* Aim *
Can you rewrite the data from the line with "Q: Can you provide the bounding box of the spectator" to the line with "[0,229,800,521]", changing "decal" to "sticker" and keeping everything else the same?
** Begin Data for processing **
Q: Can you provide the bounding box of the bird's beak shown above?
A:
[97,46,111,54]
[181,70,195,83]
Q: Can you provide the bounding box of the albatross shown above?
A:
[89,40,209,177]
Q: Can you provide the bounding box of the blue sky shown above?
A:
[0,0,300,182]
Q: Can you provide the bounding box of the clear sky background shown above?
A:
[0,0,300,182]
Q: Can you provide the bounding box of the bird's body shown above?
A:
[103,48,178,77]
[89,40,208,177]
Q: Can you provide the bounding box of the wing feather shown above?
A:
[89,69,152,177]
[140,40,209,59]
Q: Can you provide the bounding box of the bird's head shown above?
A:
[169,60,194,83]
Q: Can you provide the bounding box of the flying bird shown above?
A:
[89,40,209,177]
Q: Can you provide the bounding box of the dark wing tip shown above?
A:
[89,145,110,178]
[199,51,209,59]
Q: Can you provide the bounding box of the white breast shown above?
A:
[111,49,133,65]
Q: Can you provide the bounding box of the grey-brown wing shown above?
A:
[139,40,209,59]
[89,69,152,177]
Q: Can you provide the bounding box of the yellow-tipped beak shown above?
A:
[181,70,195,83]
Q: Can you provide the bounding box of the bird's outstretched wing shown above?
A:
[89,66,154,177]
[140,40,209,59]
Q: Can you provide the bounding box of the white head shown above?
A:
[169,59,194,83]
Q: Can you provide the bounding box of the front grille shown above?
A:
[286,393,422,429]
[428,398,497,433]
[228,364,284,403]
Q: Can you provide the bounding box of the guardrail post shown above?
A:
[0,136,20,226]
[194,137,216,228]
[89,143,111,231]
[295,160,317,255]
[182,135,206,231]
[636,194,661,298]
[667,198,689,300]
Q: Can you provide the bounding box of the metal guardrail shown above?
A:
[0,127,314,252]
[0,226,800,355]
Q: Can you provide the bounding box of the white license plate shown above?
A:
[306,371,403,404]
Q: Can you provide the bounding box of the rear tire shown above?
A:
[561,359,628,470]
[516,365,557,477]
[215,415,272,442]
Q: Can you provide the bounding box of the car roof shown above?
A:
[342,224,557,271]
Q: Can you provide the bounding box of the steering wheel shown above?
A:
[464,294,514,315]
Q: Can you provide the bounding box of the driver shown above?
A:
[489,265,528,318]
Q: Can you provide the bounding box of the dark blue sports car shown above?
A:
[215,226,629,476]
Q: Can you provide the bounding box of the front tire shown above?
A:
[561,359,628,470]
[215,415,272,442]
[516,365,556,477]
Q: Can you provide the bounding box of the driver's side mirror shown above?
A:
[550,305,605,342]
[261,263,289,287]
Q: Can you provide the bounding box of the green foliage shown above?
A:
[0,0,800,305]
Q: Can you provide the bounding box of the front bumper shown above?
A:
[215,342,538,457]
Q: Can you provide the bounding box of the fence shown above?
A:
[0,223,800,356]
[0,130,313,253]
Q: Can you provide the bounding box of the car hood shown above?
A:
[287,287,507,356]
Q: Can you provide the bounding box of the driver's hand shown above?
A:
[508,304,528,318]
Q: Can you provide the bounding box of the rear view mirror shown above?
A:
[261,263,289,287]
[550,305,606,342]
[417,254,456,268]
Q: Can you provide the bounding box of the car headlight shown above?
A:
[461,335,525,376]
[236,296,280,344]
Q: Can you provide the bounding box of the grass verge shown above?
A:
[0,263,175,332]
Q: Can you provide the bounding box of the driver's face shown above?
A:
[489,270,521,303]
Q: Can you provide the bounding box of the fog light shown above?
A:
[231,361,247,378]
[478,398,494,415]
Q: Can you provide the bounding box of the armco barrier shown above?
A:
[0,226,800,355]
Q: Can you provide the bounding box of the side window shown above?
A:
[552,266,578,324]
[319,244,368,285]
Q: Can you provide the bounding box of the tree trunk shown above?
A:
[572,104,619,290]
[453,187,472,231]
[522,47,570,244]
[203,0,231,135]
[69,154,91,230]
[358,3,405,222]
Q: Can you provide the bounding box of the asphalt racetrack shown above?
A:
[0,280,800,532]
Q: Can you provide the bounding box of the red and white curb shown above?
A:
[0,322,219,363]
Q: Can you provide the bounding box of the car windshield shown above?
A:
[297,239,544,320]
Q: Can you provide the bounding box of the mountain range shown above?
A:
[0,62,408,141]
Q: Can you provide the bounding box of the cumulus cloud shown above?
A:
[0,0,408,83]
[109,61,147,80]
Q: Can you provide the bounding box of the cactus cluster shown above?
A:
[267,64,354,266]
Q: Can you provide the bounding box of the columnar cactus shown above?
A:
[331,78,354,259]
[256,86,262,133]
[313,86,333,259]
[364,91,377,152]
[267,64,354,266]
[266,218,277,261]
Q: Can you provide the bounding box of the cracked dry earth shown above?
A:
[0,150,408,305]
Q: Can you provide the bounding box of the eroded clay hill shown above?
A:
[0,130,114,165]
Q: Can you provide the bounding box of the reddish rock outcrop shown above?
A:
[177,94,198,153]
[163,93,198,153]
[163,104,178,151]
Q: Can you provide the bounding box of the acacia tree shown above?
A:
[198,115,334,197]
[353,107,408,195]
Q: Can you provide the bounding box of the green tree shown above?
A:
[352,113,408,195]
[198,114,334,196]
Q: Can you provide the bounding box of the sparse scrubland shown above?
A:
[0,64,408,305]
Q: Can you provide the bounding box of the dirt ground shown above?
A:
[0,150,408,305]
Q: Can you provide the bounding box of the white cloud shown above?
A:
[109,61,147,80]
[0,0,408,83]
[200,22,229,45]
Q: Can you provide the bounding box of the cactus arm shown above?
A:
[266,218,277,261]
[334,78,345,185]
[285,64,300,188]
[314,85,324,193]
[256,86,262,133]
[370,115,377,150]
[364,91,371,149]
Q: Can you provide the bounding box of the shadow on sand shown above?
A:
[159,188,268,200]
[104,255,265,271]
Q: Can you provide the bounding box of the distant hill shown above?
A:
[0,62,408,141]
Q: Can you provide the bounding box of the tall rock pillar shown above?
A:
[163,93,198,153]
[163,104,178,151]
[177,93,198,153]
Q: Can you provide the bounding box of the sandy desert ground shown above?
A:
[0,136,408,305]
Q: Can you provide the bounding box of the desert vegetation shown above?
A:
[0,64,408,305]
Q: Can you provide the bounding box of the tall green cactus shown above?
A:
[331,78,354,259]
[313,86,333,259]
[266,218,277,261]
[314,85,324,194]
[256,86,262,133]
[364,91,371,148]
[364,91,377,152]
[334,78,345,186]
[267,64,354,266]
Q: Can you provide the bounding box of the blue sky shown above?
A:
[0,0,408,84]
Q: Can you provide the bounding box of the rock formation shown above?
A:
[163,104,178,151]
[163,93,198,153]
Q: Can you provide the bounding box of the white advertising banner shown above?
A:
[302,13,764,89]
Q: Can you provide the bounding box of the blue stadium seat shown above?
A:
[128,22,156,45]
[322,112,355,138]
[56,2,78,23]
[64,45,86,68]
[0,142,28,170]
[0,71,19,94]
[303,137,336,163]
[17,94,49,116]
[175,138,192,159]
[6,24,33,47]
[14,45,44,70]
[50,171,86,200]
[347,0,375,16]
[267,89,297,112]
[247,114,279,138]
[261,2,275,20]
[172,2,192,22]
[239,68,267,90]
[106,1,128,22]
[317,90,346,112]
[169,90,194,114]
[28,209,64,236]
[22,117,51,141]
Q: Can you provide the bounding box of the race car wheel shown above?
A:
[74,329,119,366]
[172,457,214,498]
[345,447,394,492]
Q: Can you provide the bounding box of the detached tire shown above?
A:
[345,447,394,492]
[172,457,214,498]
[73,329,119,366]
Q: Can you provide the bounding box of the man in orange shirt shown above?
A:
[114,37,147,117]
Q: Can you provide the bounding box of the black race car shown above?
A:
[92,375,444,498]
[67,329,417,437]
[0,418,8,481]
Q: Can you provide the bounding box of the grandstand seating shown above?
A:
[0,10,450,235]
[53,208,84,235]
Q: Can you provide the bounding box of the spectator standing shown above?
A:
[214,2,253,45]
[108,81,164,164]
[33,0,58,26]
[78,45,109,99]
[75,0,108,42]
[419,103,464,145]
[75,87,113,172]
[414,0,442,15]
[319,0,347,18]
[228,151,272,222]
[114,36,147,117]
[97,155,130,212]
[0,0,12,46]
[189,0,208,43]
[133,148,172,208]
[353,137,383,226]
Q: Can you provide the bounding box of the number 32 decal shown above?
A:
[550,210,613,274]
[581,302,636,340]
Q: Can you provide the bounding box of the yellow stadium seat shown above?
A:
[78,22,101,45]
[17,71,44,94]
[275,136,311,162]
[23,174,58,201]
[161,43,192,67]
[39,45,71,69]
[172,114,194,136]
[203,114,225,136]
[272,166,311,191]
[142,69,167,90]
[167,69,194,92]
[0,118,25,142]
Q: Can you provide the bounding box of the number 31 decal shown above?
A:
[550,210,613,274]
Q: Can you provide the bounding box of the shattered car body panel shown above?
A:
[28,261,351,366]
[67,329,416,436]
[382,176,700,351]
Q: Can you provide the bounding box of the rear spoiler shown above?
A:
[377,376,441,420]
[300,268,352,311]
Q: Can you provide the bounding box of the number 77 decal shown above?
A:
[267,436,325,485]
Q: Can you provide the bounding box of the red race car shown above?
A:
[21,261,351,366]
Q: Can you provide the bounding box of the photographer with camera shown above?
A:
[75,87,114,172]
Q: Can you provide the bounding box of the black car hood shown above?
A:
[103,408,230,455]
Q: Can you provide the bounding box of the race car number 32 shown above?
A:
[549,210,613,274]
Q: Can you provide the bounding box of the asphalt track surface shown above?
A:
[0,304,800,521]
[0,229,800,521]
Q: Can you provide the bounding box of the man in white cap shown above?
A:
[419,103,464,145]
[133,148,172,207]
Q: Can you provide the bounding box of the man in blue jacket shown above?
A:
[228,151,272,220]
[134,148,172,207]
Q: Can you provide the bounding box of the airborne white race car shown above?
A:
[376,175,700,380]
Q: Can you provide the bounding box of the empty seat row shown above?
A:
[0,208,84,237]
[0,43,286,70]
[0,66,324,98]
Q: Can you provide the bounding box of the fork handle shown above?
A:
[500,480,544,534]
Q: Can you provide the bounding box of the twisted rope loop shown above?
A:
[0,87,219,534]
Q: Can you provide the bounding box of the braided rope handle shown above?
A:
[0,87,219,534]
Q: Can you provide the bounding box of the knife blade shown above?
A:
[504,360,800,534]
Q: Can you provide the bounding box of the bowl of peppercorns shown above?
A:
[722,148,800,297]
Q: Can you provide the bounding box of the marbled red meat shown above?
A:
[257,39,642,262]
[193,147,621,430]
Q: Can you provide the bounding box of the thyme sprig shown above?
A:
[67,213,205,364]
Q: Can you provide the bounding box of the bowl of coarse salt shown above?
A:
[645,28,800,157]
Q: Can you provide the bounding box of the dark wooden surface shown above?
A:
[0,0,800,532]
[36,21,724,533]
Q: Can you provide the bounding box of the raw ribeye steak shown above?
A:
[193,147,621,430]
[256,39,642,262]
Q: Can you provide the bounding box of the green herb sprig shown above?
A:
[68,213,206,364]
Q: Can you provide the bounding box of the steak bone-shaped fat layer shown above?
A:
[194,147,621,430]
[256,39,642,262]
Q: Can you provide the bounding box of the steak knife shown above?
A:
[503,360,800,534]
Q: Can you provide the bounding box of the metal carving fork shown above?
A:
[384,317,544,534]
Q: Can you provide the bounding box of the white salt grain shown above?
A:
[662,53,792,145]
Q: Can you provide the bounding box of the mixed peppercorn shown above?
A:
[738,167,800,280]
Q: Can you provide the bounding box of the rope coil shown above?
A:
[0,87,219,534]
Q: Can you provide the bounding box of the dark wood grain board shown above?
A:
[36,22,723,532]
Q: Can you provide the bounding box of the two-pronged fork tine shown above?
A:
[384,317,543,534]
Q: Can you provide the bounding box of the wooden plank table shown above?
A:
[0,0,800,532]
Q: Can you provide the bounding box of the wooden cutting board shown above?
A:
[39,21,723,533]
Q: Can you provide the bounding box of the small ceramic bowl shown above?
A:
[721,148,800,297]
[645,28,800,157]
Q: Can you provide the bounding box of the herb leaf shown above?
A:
** End Data for processing **
* Solution to this task *
Q: Can you provide the bounding box of the spectator standing shown above?
A:
[214,2,253,45]
[108,81,164,164]
[33,0,58,26]
[78,45,109,99]
[75,0,108,42]
[419,103,464,145]
[75,87,113,172]
[414,0,442,15]
[319,0,347,18]
[228,151,272,222]
[114,36,147,117]
[97,155,130,212]
[0,0,12,46]
[189,0,208,43]
[133,148,172,208]
[353,137,383,226]
Q: Can you provide the bounding box of the number 32 sticker shown above?
A:
[550,210,613,274]
[581,302,636,340]
Q: Can you provide the bounding box of the yellow stadium seat shown above?
A:
[78,22,101,45]
[17,71,44,94]
[275,136,311,162]
[23,174,58,201]
[161,43,192,67]
[39,45,71,69]
[172,114,194,136]
[203,114,225,136]
[272,166,311,191]
[142,69,167,90]
[167,69,194,92]
[0,118,25,142]
Q: Can you provide the bounding box of the number 31 sticker shown above?
A:
[550,210,613,274]
Q: Can you provide the bounding box of the shattered car body panel shown above?
A:
[28,261,351,366]
[67,329,416,436]
[382,176,700,351]
Q: Can you provide the bounding box of the rear spoiler shown above?
A:
[377,376,441,420]
[300,268,352,311]
Q: Can you provide the bounding box of the number 77 sticker shown above?
A:
[267,436,325,485]
Q: Can you provide the bounding box of the red race car shown above?
A:
[21,261,351,366]
Q: Can you provide the bounding box of the photographer with camera shown above?
A:
[75,87,114,172]
Q: Can you provide the bounding box of the black car hood shown above?
A:
[103,408,230,455]
Q: Can you provide the bounding box of the race car number 32 shown above?
A:
[549,210,613,274]
Q: Can you provide the bounding box of the asphalt track surface shown above?
A:
[0,304,800,521]
[0,229,800,521]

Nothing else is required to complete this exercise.